- _REQUIREMENTS_
Collect every line in the entries below that contains the word "vegetable".

- _MATERIAL SUPPLIED_
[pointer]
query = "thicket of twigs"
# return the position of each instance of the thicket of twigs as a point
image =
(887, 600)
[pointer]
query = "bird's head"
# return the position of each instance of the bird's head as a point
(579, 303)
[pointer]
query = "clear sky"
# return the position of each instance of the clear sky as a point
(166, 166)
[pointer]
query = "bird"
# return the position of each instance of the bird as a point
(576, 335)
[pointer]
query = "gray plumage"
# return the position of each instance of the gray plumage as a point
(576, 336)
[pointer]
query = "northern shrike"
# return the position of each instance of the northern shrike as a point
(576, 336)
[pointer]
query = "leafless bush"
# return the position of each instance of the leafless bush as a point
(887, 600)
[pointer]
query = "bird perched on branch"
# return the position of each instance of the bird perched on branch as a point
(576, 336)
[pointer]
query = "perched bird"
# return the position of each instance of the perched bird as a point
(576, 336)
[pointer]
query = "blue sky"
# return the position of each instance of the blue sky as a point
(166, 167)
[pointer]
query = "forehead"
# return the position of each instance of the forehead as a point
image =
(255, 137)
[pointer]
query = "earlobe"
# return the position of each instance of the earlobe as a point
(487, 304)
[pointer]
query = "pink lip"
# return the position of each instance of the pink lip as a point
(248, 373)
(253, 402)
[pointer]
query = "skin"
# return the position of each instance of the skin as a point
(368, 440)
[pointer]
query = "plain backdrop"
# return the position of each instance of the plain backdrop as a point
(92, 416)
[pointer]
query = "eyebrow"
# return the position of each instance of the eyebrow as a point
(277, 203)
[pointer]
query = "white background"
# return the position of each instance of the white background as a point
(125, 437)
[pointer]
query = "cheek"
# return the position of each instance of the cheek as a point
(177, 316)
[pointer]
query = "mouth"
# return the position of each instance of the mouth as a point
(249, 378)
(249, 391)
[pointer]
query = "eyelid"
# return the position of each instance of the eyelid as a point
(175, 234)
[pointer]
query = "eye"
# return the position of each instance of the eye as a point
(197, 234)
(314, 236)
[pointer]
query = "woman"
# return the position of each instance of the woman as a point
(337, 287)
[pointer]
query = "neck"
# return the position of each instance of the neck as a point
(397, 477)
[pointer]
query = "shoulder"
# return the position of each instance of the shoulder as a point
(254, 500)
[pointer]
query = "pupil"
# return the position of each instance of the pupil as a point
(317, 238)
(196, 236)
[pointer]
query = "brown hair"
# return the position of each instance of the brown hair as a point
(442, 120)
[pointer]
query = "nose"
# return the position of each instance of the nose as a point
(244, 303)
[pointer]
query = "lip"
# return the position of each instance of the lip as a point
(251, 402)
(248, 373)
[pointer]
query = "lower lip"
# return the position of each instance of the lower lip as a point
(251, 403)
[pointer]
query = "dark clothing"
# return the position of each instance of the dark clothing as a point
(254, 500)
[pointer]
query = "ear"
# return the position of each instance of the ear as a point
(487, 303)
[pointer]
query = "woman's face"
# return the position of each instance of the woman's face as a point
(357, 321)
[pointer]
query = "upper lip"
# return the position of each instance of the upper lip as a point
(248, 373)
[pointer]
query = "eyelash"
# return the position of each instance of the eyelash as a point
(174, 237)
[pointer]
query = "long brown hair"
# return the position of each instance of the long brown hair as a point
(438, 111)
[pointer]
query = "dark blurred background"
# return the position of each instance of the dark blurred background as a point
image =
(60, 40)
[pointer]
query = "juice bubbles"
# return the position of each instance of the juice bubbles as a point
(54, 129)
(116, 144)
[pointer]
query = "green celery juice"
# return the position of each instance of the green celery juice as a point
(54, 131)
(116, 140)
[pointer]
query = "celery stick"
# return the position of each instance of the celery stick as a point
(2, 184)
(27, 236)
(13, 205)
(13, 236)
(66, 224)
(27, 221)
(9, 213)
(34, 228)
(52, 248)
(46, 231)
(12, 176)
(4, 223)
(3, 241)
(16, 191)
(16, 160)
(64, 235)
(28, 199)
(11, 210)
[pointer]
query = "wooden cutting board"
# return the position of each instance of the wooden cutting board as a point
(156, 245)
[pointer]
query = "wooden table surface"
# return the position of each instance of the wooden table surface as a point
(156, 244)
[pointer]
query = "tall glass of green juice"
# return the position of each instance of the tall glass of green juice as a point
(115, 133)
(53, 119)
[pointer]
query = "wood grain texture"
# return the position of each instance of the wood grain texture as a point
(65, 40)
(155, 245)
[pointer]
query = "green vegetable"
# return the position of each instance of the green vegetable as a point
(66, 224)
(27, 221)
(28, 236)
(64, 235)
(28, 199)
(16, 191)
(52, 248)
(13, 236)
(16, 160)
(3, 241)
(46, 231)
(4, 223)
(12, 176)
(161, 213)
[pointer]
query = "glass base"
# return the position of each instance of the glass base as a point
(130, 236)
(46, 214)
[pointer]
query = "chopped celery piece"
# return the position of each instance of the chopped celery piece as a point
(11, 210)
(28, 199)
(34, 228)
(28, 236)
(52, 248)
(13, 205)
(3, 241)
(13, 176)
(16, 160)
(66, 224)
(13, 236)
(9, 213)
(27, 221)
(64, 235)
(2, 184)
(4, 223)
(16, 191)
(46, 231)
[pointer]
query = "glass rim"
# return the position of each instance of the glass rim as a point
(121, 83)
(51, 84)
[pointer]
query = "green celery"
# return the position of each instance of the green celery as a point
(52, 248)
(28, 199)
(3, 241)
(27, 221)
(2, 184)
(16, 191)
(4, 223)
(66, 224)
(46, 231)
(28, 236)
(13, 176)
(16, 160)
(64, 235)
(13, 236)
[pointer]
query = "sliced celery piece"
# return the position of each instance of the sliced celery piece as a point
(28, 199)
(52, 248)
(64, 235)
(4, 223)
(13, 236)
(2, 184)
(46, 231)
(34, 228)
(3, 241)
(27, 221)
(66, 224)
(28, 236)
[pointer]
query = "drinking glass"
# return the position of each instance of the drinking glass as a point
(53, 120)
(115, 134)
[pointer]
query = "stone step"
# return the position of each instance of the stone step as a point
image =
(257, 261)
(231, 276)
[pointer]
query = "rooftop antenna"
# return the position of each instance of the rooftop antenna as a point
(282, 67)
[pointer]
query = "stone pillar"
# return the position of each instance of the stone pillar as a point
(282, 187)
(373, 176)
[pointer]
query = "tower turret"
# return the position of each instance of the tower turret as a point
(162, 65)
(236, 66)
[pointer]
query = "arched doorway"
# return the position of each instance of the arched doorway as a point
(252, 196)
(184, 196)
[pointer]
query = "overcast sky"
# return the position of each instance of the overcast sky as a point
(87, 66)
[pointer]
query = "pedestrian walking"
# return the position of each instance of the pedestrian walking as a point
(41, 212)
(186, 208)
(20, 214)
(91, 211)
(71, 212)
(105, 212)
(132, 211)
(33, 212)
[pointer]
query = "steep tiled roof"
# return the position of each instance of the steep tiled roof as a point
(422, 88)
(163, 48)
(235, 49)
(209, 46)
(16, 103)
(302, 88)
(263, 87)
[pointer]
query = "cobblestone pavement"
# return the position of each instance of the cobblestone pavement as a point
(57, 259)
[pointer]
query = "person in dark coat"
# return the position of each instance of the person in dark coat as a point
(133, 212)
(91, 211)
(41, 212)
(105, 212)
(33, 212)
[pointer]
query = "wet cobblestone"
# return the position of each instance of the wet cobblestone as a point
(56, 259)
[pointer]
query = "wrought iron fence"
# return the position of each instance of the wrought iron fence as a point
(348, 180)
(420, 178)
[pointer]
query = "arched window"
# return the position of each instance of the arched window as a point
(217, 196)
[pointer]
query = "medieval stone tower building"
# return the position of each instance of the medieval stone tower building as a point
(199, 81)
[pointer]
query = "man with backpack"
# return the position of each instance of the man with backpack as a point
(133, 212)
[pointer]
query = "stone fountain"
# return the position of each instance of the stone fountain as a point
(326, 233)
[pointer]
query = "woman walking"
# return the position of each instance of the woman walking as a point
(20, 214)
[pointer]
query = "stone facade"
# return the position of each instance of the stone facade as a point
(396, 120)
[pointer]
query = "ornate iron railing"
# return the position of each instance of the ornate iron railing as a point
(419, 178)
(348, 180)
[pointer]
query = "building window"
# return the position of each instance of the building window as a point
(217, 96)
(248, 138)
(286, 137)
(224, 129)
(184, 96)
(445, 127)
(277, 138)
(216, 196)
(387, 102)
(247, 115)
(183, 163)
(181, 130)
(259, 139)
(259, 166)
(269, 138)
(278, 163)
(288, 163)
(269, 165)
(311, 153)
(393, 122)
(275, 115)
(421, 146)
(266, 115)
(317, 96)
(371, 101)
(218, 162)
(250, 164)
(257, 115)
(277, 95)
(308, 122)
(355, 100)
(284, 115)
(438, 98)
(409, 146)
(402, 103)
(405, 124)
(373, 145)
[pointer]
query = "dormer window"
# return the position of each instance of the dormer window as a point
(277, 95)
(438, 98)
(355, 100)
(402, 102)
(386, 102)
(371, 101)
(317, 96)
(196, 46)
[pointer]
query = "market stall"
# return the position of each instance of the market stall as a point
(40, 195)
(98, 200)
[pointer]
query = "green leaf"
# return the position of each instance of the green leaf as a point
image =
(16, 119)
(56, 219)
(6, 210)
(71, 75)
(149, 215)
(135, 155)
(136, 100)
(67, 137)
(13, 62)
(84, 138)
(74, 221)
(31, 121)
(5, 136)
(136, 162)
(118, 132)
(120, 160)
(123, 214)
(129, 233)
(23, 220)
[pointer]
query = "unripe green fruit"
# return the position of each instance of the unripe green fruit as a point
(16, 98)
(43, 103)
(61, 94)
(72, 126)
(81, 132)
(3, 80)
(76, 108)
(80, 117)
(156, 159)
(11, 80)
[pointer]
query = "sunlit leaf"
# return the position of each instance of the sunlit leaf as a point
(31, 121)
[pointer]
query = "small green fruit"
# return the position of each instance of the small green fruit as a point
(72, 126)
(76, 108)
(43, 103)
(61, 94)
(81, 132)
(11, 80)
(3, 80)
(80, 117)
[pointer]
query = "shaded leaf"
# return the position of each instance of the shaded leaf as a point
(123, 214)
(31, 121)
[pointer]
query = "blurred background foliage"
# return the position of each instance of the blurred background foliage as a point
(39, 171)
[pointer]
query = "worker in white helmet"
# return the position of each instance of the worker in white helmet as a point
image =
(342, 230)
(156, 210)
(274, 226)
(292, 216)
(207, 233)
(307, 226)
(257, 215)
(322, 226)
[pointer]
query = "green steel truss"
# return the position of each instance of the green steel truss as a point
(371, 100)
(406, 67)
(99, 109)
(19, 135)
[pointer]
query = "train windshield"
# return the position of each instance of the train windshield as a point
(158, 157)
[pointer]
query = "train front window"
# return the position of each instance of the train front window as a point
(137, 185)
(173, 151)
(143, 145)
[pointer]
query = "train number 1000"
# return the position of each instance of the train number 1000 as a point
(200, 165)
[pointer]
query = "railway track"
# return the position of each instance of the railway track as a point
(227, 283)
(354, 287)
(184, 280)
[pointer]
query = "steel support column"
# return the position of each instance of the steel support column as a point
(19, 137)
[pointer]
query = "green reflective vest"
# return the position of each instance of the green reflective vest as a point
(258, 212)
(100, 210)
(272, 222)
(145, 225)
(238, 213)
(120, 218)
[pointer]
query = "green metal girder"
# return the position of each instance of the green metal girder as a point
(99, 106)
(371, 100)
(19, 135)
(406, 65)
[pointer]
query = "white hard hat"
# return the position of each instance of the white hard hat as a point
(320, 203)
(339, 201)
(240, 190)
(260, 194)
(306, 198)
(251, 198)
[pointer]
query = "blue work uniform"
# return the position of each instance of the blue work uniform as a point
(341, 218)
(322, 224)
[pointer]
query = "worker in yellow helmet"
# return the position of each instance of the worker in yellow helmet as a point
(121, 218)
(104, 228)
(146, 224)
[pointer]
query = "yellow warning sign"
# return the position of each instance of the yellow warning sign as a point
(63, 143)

- _RESPONSE TO THIS EXERCISE_
query = "green vegetable"
# return the position of each instance of the green vegetable as a point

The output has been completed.